**WRITTEN EXERCISE**
Render every line of the material below as a Markdown table with the columns Row and Line, numbering the rows and skipping blank lines.

**RECORDS SHOWN**
━━━━━━━━━━
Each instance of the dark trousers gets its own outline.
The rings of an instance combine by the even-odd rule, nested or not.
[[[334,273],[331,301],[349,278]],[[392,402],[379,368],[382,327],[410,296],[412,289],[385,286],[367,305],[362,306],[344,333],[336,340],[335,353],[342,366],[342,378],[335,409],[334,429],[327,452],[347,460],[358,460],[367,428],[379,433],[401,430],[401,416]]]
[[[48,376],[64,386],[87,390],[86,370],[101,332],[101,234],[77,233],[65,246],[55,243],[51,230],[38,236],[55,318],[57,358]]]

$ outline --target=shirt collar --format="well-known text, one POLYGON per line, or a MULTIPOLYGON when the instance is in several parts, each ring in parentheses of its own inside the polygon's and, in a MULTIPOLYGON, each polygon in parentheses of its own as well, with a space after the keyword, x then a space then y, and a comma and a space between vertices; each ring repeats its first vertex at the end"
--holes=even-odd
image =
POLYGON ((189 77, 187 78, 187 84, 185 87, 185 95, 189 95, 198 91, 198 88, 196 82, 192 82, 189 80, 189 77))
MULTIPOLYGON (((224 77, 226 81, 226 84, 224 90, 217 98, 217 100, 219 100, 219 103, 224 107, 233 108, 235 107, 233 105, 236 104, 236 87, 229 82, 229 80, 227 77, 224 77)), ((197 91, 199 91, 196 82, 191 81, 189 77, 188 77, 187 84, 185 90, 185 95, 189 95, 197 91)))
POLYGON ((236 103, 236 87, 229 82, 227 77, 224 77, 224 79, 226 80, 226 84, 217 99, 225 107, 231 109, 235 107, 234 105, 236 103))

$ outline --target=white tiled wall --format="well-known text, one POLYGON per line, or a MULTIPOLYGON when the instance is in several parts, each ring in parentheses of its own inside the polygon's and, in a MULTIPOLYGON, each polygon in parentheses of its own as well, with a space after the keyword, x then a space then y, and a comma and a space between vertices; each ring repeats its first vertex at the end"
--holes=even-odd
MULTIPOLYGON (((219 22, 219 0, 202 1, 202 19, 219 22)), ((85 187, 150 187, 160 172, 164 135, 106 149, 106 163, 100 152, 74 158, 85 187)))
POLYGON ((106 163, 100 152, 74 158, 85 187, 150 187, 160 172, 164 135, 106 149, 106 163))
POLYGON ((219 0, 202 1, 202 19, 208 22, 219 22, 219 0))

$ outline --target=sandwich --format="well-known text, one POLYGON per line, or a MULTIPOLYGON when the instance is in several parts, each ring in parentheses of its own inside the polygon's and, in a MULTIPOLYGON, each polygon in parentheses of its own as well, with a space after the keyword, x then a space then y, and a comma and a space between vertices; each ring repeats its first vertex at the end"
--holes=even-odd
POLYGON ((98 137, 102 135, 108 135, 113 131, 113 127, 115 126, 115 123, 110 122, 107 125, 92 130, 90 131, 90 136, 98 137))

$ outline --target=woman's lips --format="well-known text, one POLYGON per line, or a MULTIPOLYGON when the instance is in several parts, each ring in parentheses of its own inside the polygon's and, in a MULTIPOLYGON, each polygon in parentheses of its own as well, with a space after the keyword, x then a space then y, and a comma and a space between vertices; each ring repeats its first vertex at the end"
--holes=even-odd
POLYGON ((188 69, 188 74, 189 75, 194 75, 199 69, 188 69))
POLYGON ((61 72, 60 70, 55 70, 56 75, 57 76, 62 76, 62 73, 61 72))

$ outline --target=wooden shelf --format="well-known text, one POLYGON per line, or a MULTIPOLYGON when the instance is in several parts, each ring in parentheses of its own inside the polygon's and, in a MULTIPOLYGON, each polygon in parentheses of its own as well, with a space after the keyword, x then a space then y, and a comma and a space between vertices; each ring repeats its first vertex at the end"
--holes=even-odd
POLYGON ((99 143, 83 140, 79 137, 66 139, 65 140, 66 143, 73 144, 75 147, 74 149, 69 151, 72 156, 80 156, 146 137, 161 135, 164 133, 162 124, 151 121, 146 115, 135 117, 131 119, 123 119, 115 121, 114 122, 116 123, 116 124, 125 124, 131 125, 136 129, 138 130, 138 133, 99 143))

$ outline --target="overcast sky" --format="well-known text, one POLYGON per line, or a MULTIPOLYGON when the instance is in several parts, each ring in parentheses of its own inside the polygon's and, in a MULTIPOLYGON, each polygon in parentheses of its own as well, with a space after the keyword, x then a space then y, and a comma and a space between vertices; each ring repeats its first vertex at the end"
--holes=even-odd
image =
━━━━━━━━━━
**EXERCISE OUTPUT**
| Row | Line |
|---|---|
| 1 | Each instance of the dark trousers gets its own outline. |
| 2 | The rings of an instance combine by the even-odd rule, nested or not. |
| 3 | [[[334,273],[331,301],[349,278]],[[392,402],[379,368],[382,327],[410,296],[412,289],[385,286],[367,305],[362,306],[344,333],[336,340],[335,353],[342,366],[342,378],[335,409],[334,429],[327,452],[347,460],[358,460],[367,428],[379,433],[401,430],[401,416]]] |
| 4 | [[[48,376],[64,386],[87,390],[86,370],[101,332],[101,234],[77,233],[65,246],[55,243],[51,230],[38,236],[55,318],[57,358]]] |
| 5 | $ outline --target=shirt collar --format="well-known text, one POLYGON per line, or a MULTIPOLYGON when the instance is in several parts, each ring in parentheses of its own inside the polygon's and, in a MULTIPOLYGON, each polygon in parentheses of its own as well, with a space after the keyword, x then a space then y, and a comma and a space between vertices; each ring repeats its first vertex at the end" |
| 6 | --holes=even-odd |
| 7 | image = |
| 8 | POLYGON ((189 77, 187 78, 187 84, 185 87, 185 95, 189 95, 198 91, 198 88, 196 82, 192 82, 189 80, 189 77)) |
| 9 | MULTIPOLYGON (((224 77, 226 81, 226 84, 224 90, 217 98, 217 100, 219 100, 219 103, 224 107, 233 108, 235 107, 233 105, 236 104, 236 87, 229 82, 229 80, 227 77, 224 77)), ((197 91, 199 91, 196 82, 191 81, 189 77, 188 77, 187 84, 185 90, 185 95, 189 95, 197 91))) |
| 10 | POLYGON ((236 103, 236 87, 229 82, 227 77, 224 77, 224 79, 226 80, 226 84, 217 99, 225 107, 231 109, 235 107, 234 105, 236 103)) |
| 11 | $ outline --target=white tiled wall --format="well-known text, one POLYGON per line, or a MULTIPOLYGON when the instance is in several parts, each ring in parentheses of its own inside the polygon's and, in a MULTIPOLYGON, each polygon in parentheses of its own as well, with a space after the keyword, x then a space then y, and a comma and a space between vertices; each ring repeats its first vertex at the end" |
| 12 | --holes=even-odd |
| 13 | MULTIPOLYGON (((219 22, 219 0, 202 1, 202 19, 219 22)), ((85 187, 150 187, 160 172, 164 135, 106 149, 106 163, 100 152, 74 158, 85 187))) |
| 14 | POLYGON ((106 163, 100 152, 74 158, 85 187, 150 187, 160 172, 164 135, 106 149, 106 163)) |
| 15 | POLYGON ((219 0, 202 1, 202 19, 208 22, 219 22, 219 0)) |
| 16 | $ outline --target=sandwich --format="well-known text, one POLYGON per line, or a MULTIPOLYGON when the instance is in several parts, each ring in parentheses of its own inside the polygon's and, in a MULTIPOLYGON, each polygon in parentheses of its own as well, with a space after the keyword, x then a space then y, and a comma and a space between vertices; each ring repeats its first vertex at the end" |
| 17 | --holes=even-odd |
| 18 | POLYGON ((98 137, 102 135, 108 135, 113 131, 113 127, 115 126, 115 123, 110 122, 107 125, 92 130, 90 131, 90 136, 98 137)) |
| 19 | $ outline --target=woman's lips --format="well-known text, one POLYGON per line, or a MULTIPOLYGON when the instance is in several parts, each ring in parentheses of its own inside the polygon's and, in a MULTIPOLYGON, each polygon in parentheses of its own as well, with a space after the keyword, x then a space then y, and a comma and a space between vertices; each ring repeats its first vertex at the end" |
| 20 | --holes=even-odd |
| 21 | POLYGON ((188 69, 188 74, 189 75, 194 75, 199 69, 188 69)) |
| 22 | POLYGON ((61 72, 60 70, 55 70, 56 75, 57 76, 62 76, 62 73, 61 72)) |
| 23 | $ outline --target=wooden shelf --format="well-known text, one POLYGON per line, or a MULTIPOLYGON when the instance is in several parts, each ring in parentheses of its own inside the polygon's and, in a MULTIPOLYGON, each polygon in parentheses of its own as well, with a space after the keyword, x then a space then y, and a comma and a space between vertices; each ring repeats its first vertex at the end" |
| 24 | --holes=even-odd |
| 25 | POLYGON ((99 143, 83 140, 79 137, 66 139, 65 140, 66 143, 73 144, 75 147, 74 149, 69 151, 72 156, 80 156, 146 137, 161 135, 164 133, 162 124, 151 121, 146 115, 135 117, 131 119, 123 119, 115 121, 114 122, 116 123, 116 124, 125 124, 131 125, 136 129, 138 130, 138 133, 99 143)) |
| 26 | $ outline --target="overcast sky" --format="well-known text, one POLYGON per line, or a MULTIPOLYGON when the instance is in several parts, each ring in parentheses of its own inside the polygon's and, in a MULTIPOLYGON, each polygon in parentheses of its own as well, with a space after the keyword, x then a space then y, and a comma and a space between vertices; each ring repeats its first vertex at the end" |
| 27 | --holes=even-odd |
| 28 | image = |